WHAT YOU NEED TO DO =>
#1 In one to three sentences, explain why the text about Kakuma refugee camp says the relationship between refugees and the aid system is under more strain than ever.
#2 Write a continuation of the text about Kakuma refugee camp and the poems written there, picking up after its last sentence.

Kidi’s work has been featured internationally, including a recent publication with ‎the London School of Economics and upcoming work with King’s College London.

More than 300,000 refugees live in Kakuma camp in northern Kenya, an isolated and arid region, shut away from the rest of the country, depending on a faltering aid system for survival.

This unequal relationship is now under more strain than ever. Deep funding cuts means harsh choices are being imposed by the aid agencies on who is helped and those who have to go without.

A new system, initiated in August, divides refugees into four categories. Those deemed most vulnerable (category 1 and 2) receive food rations – but at well below recommended minimum nutritional needs. Category 3 get a cash transfer of $US4 a month, while category 4 receives nothing at all.

Kidi’s poems explore this situation and draw on the juxtaposition between hope and hunger.

They examine the intent of aid programs and the reality of daily survival for refugees.

He poems also look at the tension between policies designed to help, and the barriers they sometimes create.

“I was born in Kakuma refugee camp, but my life started in crisis before I even took my first breath. My parents fled South Sudan during the SPLA war. My mother was pregnant with me when they crossed into Kenya. They walked for days, terrified, exhausted, with no guarantee they’d survive. They arrived with nothing, just the hope that their child might be born somewhere safer. ‎That child was me,” Peter told aid agency Oxfam.

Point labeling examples

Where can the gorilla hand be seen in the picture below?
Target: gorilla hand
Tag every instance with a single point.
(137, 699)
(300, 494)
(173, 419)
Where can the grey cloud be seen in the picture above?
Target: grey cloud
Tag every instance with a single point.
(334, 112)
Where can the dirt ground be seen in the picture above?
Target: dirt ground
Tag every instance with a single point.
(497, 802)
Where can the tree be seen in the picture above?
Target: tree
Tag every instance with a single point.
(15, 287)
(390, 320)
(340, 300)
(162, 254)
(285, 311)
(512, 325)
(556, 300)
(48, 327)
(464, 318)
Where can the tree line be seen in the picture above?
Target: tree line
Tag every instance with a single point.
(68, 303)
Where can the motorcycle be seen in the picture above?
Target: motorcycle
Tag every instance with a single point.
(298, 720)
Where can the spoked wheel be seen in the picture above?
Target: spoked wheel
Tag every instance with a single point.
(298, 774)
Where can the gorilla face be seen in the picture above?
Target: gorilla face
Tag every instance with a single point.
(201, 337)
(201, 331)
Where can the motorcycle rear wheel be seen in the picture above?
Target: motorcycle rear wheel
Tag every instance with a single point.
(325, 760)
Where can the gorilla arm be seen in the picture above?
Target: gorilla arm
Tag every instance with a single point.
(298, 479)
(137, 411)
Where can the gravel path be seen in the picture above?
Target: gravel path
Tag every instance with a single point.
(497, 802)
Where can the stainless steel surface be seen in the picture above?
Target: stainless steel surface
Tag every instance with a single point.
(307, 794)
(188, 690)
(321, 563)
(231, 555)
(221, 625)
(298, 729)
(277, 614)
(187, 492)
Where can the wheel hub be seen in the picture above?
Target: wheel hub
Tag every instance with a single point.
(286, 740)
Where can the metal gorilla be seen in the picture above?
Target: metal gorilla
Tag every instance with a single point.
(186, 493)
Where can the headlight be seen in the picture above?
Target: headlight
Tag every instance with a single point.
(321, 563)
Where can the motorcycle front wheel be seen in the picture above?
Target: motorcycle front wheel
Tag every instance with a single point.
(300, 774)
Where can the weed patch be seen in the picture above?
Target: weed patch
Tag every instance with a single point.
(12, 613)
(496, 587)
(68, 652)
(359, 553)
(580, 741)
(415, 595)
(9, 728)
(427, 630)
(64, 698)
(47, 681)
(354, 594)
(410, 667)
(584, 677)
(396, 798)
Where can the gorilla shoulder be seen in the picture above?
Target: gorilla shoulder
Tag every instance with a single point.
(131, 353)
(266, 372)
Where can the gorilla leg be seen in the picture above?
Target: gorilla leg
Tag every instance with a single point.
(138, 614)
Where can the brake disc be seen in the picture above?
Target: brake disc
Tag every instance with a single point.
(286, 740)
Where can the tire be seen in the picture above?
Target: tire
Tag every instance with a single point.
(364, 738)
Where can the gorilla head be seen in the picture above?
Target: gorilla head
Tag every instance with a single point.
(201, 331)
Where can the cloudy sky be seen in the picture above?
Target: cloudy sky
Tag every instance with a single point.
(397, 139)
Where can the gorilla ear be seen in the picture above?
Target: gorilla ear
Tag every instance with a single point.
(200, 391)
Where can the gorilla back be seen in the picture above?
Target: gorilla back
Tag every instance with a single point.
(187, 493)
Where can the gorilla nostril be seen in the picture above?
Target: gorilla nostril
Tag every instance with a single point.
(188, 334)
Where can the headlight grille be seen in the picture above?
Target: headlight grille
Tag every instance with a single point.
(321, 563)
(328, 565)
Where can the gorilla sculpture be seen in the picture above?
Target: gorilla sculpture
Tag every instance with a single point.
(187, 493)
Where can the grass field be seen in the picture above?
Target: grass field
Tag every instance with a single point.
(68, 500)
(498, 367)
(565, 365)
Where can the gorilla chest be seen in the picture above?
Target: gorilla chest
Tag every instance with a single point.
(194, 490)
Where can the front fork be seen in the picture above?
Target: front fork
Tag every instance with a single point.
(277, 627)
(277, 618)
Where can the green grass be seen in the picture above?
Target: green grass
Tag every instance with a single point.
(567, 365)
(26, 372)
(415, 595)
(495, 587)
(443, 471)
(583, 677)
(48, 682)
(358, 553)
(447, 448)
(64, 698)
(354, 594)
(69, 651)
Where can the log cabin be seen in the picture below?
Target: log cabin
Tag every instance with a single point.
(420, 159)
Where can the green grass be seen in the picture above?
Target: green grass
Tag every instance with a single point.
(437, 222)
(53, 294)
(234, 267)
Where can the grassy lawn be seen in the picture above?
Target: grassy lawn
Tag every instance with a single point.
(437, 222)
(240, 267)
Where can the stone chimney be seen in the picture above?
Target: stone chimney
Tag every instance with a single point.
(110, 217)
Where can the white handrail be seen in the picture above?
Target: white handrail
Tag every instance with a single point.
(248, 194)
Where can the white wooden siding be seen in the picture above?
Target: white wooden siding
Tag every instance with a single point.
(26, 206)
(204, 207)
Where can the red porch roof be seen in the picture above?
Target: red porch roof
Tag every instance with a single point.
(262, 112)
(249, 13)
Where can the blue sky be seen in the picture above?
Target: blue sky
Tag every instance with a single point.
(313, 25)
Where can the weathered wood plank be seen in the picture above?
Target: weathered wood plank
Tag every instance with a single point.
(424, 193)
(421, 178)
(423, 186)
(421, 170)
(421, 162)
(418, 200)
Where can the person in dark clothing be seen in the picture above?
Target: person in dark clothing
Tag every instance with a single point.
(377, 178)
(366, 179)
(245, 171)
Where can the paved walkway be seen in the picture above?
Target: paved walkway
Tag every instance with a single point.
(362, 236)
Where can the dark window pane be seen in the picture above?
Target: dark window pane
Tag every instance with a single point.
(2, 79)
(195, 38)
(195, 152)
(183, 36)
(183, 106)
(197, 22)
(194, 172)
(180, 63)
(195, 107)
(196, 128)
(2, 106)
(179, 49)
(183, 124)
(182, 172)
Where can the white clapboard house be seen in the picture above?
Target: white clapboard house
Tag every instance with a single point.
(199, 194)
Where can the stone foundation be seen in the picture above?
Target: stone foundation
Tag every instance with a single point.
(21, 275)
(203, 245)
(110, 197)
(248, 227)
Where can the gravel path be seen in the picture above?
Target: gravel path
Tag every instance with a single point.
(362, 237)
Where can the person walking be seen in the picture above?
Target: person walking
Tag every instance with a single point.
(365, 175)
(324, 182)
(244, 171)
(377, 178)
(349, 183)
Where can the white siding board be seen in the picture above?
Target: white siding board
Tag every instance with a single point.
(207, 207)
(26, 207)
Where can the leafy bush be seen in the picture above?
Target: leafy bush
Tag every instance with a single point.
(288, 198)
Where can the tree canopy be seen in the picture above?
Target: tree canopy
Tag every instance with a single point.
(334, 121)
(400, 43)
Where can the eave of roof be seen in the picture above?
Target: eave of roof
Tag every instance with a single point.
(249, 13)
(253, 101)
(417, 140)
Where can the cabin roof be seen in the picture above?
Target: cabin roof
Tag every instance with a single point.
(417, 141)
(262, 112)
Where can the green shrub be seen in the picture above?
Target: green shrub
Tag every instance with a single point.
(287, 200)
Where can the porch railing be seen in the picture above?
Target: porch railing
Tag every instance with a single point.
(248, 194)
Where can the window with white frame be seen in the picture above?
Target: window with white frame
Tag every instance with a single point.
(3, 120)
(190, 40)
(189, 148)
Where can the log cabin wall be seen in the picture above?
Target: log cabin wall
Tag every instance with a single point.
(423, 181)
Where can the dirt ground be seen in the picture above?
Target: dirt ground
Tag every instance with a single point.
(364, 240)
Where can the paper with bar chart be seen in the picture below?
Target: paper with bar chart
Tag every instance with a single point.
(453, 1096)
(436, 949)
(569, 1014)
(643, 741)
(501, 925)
...
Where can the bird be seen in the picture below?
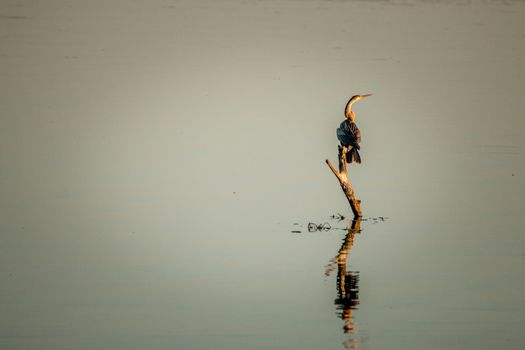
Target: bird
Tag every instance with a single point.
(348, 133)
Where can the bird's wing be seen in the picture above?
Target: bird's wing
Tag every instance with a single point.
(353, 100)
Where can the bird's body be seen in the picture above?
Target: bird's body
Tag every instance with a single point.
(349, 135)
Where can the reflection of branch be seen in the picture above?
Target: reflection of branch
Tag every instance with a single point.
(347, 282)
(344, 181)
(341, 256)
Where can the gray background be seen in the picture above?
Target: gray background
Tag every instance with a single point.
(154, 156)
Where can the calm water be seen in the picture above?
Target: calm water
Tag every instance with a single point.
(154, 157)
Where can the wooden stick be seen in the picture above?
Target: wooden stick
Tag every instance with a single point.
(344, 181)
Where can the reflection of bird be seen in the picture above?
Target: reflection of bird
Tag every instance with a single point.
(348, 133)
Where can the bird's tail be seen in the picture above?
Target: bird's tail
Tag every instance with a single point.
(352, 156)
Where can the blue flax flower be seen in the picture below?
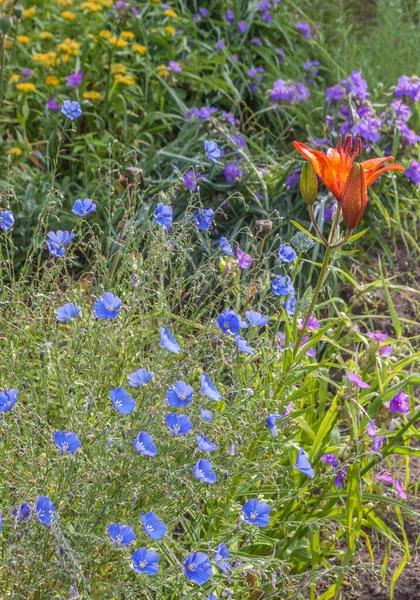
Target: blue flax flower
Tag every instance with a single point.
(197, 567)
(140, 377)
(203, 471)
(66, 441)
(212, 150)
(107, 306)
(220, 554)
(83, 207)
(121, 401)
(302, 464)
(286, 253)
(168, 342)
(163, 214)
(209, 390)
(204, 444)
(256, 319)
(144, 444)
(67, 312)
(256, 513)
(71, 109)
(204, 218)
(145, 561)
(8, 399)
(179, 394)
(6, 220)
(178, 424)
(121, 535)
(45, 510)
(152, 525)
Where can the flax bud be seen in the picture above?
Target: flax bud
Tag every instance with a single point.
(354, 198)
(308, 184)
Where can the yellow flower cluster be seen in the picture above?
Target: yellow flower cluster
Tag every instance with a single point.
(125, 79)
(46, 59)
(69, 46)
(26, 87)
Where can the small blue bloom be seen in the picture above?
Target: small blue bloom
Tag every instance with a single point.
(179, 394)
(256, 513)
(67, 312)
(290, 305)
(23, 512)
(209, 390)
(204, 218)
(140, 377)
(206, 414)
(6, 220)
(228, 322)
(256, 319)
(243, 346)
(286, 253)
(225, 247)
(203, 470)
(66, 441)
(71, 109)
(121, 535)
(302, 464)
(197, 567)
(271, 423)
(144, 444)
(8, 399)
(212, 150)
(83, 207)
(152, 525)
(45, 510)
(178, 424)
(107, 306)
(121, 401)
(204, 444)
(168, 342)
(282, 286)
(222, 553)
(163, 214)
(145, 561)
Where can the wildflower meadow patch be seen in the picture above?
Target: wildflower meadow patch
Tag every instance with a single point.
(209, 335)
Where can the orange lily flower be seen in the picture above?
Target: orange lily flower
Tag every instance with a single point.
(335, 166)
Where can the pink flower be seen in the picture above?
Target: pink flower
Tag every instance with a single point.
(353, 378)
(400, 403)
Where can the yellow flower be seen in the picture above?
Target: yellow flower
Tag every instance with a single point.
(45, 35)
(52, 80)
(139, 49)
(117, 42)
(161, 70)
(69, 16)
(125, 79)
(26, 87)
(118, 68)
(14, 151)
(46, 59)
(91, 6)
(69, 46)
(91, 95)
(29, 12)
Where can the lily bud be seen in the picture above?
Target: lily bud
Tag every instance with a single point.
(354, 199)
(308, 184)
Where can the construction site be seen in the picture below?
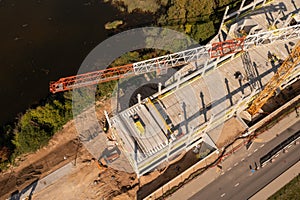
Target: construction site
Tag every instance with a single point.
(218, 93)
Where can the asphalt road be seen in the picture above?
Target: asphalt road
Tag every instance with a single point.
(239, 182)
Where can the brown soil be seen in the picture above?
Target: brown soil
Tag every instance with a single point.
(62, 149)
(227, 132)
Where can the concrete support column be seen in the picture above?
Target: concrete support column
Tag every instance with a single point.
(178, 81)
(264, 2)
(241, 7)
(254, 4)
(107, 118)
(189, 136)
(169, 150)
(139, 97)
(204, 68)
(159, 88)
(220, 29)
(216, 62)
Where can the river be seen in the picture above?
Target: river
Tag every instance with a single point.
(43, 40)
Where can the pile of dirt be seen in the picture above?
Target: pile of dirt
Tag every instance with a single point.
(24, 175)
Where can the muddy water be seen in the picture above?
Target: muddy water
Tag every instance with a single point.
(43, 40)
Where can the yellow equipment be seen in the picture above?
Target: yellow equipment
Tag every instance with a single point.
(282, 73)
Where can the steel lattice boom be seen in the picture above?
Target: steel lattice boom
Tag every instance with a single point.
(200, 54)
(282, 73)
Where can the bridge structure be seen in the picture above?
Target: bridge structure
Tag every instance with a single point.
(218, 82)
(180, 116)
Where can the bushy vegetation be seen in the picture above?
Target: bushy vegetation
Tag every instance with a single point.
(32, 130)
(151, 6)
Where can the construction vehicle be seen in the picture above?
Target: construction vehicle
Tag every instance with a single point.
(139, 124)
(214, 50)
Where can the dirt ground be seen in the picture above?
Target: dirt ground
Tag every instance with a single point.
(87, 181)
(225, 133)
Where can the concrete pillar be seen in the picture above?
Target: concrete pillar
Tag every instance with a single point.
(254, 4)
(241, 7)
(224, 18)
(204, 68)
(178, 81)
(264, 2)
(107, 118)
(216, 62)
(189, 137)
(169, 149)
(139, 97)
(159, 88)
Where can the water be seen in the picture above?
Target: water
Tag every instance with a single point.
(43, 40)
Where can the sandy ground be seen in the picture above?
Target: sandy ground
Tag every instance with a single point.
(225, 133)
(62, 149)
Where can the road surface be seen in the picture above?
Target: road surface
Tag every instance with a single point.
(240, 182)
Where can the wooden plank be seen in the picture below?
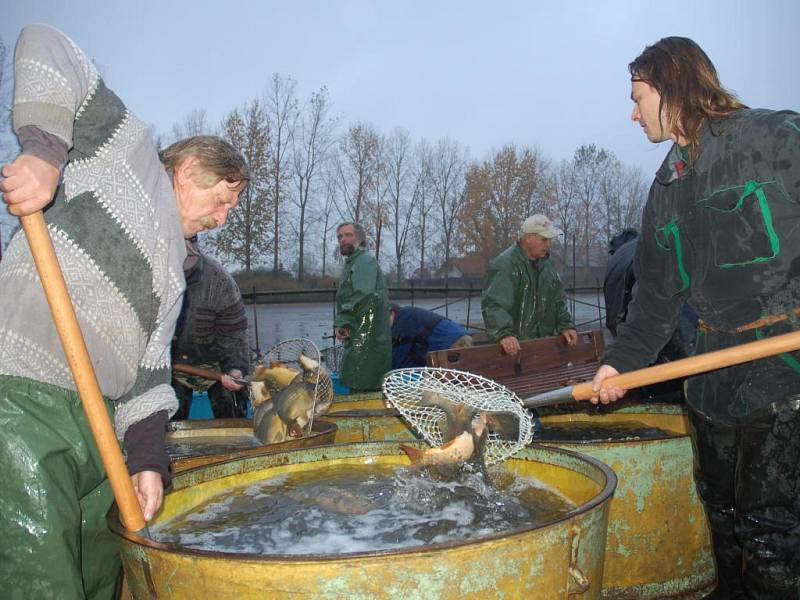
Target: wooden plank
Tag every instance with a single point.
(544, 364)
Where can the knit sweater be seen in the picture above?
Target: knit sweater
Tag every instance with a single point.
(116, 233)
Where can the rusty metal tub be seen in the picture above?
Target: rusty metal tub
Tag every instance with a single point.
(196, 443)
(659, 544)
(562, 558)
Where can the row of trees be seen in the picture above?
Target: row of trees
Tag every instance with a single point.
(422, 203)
---
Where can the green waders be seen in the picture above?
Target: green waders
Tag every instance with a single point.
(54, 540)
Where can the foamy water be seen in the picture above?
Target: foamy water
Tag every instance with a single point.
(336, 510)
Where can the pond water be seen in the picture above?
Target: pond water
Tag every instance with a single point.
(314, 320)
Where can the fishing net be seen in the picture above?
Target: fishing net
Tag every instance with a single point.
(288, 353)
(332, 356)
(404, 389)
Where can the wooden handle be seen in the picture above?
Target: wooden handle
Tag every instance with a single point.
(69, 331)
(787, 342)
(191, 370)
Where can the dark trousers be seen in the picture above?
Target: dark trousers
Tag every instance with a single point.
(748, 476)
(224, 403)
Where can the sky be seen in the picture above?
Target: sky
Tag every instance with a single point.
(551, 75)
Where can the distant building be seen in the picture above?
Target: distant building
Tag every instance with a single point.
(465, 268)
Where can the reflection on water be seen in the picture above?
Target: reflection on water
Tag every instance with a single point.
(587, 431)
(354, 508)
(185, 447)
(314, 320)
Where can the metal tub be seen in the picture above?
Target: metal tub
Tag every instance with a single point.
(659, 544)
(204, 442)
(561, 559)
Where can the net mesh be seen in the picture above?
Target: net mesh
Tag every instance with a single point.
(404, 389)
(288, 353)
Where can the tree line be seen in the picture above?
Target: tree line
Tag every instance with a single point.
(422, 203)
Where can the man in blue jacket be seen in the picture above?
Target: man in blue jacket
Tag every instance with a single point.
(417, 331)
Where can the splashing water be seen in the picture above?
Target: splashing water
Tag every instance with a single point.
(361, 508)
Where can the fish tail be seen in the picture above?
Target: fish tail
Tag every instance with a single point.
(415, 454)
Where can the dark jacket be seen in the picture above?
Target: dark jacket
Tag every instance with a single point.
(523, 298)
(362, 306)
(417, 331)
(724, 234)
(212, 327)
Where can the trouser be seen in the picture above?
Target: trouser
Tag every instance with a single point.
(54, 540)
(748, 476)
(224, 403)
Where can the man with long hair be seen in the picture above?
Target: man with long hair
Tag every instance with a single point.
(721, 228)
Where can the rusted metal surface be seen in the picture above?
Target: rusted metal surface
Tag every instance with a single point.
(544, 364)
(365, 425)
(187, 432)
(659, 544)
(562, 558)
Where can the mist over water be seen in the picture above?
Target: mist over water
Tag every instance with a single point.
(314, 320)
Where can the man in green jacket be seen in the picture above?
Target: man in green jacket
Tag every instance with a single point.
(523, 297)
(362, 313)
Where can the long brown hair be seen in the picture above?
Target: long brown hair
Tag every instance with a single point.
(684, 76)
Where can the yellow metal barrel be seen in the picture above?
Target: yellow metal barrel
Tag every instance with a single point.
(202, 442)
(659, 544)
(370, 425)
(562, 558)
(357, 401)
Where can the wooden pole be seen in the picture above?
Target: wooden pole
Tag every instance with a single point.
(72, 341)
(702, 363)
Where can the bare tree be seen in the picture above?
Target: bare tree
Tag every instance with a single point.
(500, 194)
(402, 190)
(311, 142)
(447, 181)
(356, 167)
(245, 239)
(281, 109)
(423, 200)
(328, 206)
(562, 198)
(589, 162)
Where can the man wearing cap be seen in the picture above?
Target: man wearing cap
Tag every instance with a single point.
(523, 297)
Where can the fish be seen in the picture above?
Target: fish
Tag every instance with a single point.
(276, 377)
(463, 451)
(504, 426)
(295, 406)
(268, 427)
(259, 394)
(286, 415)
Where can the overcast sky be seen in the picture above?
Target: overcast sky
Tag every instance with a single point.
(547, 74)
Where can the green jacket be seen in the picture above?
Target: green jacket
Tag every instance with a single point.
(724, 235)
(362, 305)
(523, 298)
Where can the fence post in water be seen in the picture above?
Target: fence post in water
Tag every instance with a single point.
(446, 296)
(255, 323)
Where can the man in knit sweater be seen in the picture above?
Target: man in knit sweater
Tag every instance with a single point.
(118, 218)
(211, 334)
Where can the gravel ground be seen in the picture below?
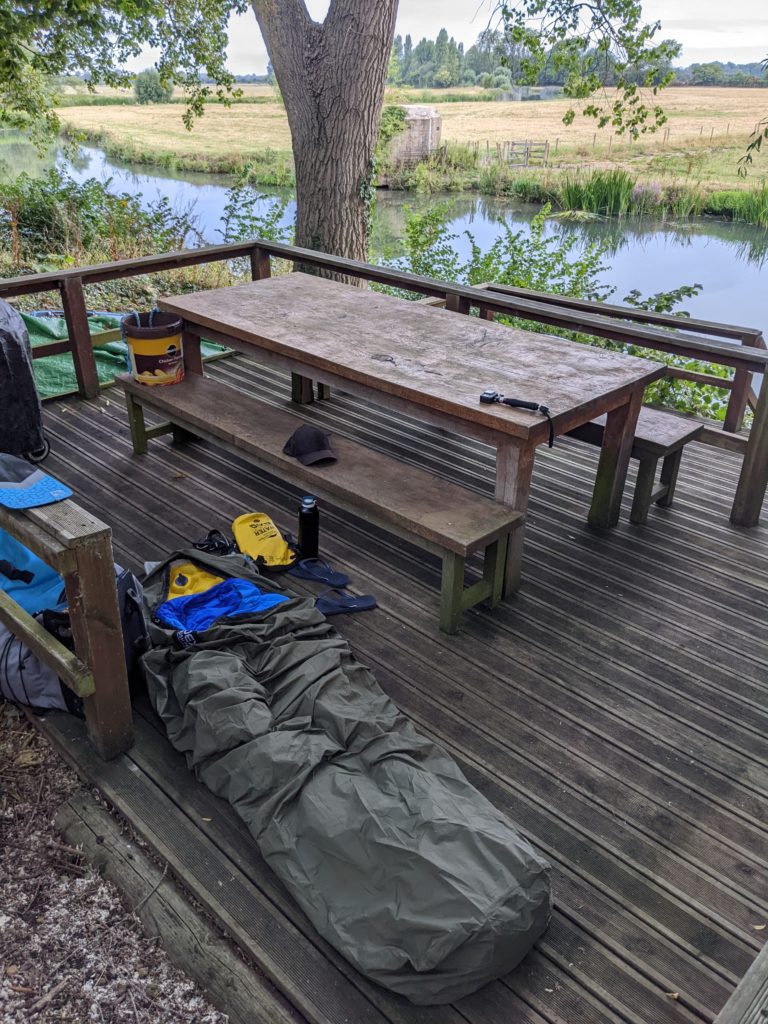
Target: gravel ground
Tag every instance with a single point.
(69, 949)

RESPONSES =>
#1 Deep funding cuts have put the relationship under more strain than ever. Because of them, aid agencies are imposing harsh choices about which refugees are helped and which have to go without.

#2
‎“I’ve never known another home outside Kakuma. I grew up in a place that was never meant to be permanent, where the ground is dry, the food is never enough, and the future is always uncertain. Every day was a reminder that we were living on the edge of systems, of nations, of attention.

‎“You grow up quickly in a place like this. I’ve seen hunger break people. I’ve watched my parents struggle to stay strong when everything around them was falling apart. I’ve watched my sister go through trauma no child should ever face. I’ve seen death, silence, and pain become part of everyday life.

“I write because I want the world to hear what we go through not in numbers or reports, but in human language. I want people to know we exist. That behind every food cut, every protest, every refugee statistic, there are real lives like mine.

‎“I write because I need to survive. And I hope my poetry helps others survive too. I hope it gives voice to those who’ve lost theirs. I hope it reaches someone who’s in a position to act, or someone who just needed to feel seen,” he said.

One of Kidi’s poems is titled ‘Category 3’.

 

‘In the heat of noon,

‎with a baby strapped tight on her back

‎and another tugging at her torn leso,

‎Mama Akongo stood

‎a single mother,

‎a quiet fighter in the desert of the forgotten.

‎She hadn’t received a message,

‎no buzz, no beep,

‎just silence from a phone that barely worked

‎like the system that birthed her pain.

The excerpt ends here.